Point-per-instance localization data
==================================================

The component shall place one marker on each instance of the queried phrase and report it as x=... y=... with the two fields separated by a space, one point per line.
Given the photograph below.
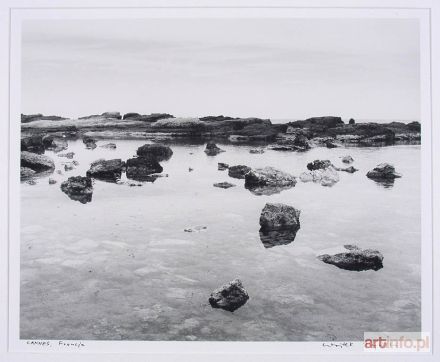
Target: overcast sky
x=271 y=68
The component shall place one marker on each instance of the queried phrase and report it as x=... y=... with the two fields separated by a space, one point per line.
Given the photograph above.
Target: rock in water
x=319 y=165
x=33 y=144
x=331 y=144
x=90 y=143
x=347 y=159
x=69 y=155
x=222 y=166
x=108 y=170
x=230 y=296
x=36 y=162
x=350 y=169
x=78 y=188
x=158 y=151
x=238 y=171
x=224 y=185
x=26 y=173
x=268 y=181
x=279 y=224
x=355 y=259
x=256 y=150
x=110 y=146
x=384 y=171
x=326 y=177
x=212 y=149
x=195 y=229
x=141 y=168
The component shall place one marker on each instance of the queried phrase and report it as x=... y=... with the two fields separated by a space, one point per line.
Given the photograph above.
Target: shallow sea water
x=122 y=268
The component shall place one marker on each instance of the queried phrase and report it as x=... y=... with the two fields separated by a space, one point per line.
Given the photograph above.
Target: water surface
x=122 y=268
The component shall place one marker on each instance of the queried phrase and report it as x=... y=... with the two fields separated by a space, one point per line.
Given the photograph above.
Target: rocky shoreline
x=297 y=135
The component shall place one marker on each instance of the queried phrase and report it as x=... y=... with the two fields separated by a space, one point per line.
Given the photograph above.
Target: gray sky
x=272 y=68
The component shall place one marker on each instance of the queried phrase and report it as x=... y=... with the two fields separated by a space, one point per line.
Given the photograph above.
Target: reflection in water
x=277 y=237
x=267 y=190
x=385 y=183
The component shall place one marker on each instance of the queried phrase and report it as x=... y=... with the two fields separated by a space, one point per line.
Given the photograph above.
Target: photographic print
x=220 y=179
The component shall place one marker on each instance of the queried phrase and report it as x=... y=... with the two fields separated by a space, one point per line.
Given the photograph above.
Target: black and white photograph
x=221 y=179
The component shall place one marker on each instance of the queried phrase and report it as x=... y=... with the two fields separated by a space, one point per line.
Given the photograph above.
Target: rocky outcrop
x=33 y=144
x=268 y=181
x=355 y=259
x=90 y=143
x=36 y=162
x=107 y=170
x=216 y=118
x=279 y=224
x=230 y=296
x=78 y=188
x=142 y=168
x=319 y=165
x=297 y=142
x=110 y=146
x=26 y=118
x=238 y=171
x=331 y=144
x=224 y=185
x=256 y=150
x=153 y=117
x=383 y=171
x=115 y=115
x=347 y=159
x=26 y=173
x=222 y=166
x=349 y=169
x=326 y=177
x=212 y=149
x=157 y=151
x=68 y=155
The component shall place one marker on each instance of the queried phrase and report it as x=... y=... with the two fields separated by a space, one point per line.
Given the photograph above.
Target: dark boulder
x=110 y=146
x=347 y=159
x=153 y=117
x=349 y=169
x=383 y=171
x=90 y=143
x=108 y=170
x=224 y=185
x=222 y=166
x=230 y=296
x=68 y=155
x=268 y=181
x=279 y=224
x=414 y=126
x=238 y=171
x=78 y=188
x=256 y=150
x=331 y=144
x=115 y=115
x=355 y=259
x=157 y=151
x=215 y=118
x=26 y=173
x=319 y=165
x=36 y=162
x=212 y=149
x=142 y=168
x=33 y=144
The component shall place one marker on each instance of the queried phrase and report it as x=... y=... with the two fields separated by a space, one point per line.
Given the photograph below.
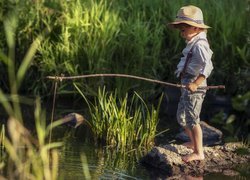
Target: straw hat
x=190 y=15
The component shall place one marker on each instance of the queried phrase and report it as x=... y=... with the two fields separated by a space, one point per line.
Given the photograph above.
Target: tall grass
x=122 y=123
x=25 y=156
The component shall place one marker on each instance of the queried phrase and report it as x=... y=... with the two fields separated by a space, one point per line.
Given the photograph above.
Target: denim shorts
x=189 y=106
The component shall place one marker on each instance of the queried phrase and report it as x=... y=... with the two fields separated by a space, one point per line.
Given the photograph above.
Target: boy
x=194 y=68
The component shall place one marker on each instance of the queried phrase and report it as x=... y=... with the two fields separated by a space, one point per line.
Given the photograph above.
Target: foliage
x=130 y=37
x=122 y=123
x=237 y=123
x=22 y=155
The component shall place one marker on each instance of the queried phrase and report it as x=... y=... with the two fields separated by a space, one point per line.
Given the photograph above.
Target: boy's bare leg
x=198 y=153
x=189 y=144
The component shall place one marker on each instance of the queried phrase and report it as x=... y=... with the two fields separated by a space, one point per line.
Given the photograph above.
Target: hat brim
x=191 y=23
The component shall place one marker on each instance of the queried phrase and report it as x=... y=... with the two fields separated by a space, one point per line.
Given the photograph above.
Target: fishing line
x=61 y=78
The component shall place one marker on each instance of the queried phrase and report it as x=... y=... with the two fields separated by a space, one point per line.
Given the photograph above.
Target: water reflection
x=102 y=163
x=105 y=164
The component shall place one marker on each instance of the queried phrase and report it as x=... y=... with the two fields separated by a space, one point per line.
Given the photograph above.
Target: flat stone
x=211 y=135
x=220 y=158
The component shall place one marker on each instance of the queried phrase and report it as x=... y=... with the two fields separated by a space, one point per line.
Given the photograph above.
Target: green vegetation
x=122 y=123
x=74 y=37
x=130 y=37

==================================================

_What the task asks_:
For the data above, return an exact copy that contains no pictures.

_Your response_:
The component shall place one marker on each instance of the queried phrase and report it as x=... y=... with the two fields separated by a space, one point per line.
Given the photograph below.
Target: overcast sky
x=271 y=68
The component shall place one marker on each instance of the queried phrase and report it as x=... y=... with the two fields separated by a space, one point per line.
Given the photograph above.
Target: rock in water
x=319 y=165
x=33 y=144
x=331 y=144
x=90 y=143
x=347 y=159
x=69 y=155
x=222 y=166
x=108 y=170
x=230 y=296
x=36 y=162
x=350 y=169
x=78 y=188
x=158 y=151
x=238 y=171
x=224 y=185
x=26 y=173
x=268 y=181
x=279 y=224
x=355 y=259
x=256 y=150
x=110 y=146
x=384 y=171
x=326 y=177
x=212 y=149
x=195 y=229
x=141 y=168
The component shall place one marker on each instance of the queried phrase and report it as x=... y=... with the two fields separated by a space, one point per line.
Given the photograph above.
Target: shallow sea water
x=122 y=268
The component shall place one marker on each instance of the queried phrase and report it as x=... y=... with the two fields separated by a space, one point per line.
Given the photograph above.
Target: water surface
x=122 y=268
The component shall place one marker on each instance of the queried phrase and report it as x=... y=... with the two fields separated by a space, one point per line.
Given the photograph above.
Target: rocky shoreline
x=297 y=135
The component shall place one marker on each instance of the queried phrase and report it as x=... y=... with the two fields separated by a space, one point per line.
Given the photograph above.
Target: gray sky
x=272 y=68
The component shall place one marker on each instance of the queried phrase and report it as x=... y=... with the two fields separated by a space, one point per line.
Given the photograph above.
Target: reflection in water
x=277 y=237
x=267 y=190
x=385 y=183
The component shall place one marker on each instance of the queried phrase and report it as x=... y=... with the two fields separated by a space, one point per line.
Given the photograph above.
Target: photographic print
x=220 y=179
The component shall place one marker on each instance of the queried phrase and report it as x=... y=... with the two fields separated by a space, one point per line.
Given the photograph above.
Target: black and white photograph
x=221 y=179
The component shall place one marker on each instance of the queried phrase and report it as x=... y=... with the two fields separated by a space, one point per line.
Given the photograph above.
Target: rocky outcrop
x=33 y=144
x=268 y=181
x=355 y=259
x=90 y=143
x=36 y=162
x=107 y=170
x=216 y=118
x=279 y=224
x=230 y=296
x=78 y=188
x=142 y=168
x=319 y=165
x=297 y=142
x=110 y=146
x=26 y=118
x=238 y=171
x=331 y=144
x=224 y=185
x=256 y=150
x=153 y=117
x=383 y=171
x=115 y=115
x=347 y=159
x=26 y=173
x=222 y=166
x=349 y=169
x=326 y=177
x=212 y=149
x=157 y=151
x=68 y=155
The component shall place one marker on each instance of the queried phrase and report it as x=... y=... with the two fields separated by a space, one point per line.
Given the photograph above.
Target: dark boulder
x=110 y=146
x=347 y=159
x=153 y=117
x=349 y=169
x=383 y=171
x=90 y=143
x=108 y=170
x=224 y=185
x=222 y=166
x=230 y=296
x=68 y=155
x=268 y=181
x=279 y=224
x=414 y=126
x=238 y=171
x=78 y=188
x=256 y=150
x=331 y=144
x=115 y=115
x=355 y=259
x=157 y=151
x=215 y=118
x=26 y=173
x=319 y=165
x=36 y=162
x=212 y=149
x=142 y=168
x=33 y=144
The component shall place one marker on each instance of the queried phrase and report it as x=... y=... with the two fields separated by a space, one point per line.
Given the photograph below.
Target: straw hat
x=190 y=15
The component shall place one marker on each instance of the queried phrase and report it as x=... y=... with the two fields separated by a space, one point per line.
Given the photograph above.
Target: tall grass
x=122 y=123
x=25 y=156
The component shall place one marker on each instance of the queried phrase and report it as x=... y=... with the two fields separated by a space, one point per line.
Given the photograph above.
Target: denim shorts
x=189 y=106
The component shall place one marker on each instance of the queried phrase and report it as x=... y=... with the two fields separated by a space, one point per line.
Given the photograph above.
Target: boy
x=194 y=68
The component shall place one marker on each instance of the queried phrase and report it as x=... y=... with the two fields separated by a space, one point per line.
Given the photograph above.
Target: foliage
x=130 y=37
x=122 y=123
x=237 y=123
x=22 y=155
The component shall place one marker on each instance of the queried phrase and report it as x=... y=... with the two fields separated by a space, one point per line.
Given the photograph above.
Target: boy's bare leg
x=198 y=153
x=189 y=144
The component shall place one marker on each instance of the queried phrase and report it as x=... y=... with the two fields separated by a space, one point per line.
Given the photograph above.
Target: hat brim
x=191 y=23
The component shall place one marker on each instance of the queried phrase and report it as x=... y=... with the two fields separated by a space, one point per line.
Given the photograph above.
Target: fishing line
x=61 y=78
The component shall place one marker on each instance of the queried phrase and report it as x=... y=... with the two fields separated by a space, one point per line.
Given the photograph above.
Target: water reflection
x=102 y=163
x=105 y=164
The component shall place one marker on each instance of the queried phrase and report it as x=... y=... with the two fields separated by a space, one point per line.
Given the photograph above.
Target: flat stone
x=211 y=135
x=220 y=158
The component shall place one marker on each instance of the queried phrase and report it as x=... y=... with the two fields separated by a space, one point per line.
Given the photograph above.
Target: green vegetation
x=122 y=123
x=74 y=37
x=130 y=37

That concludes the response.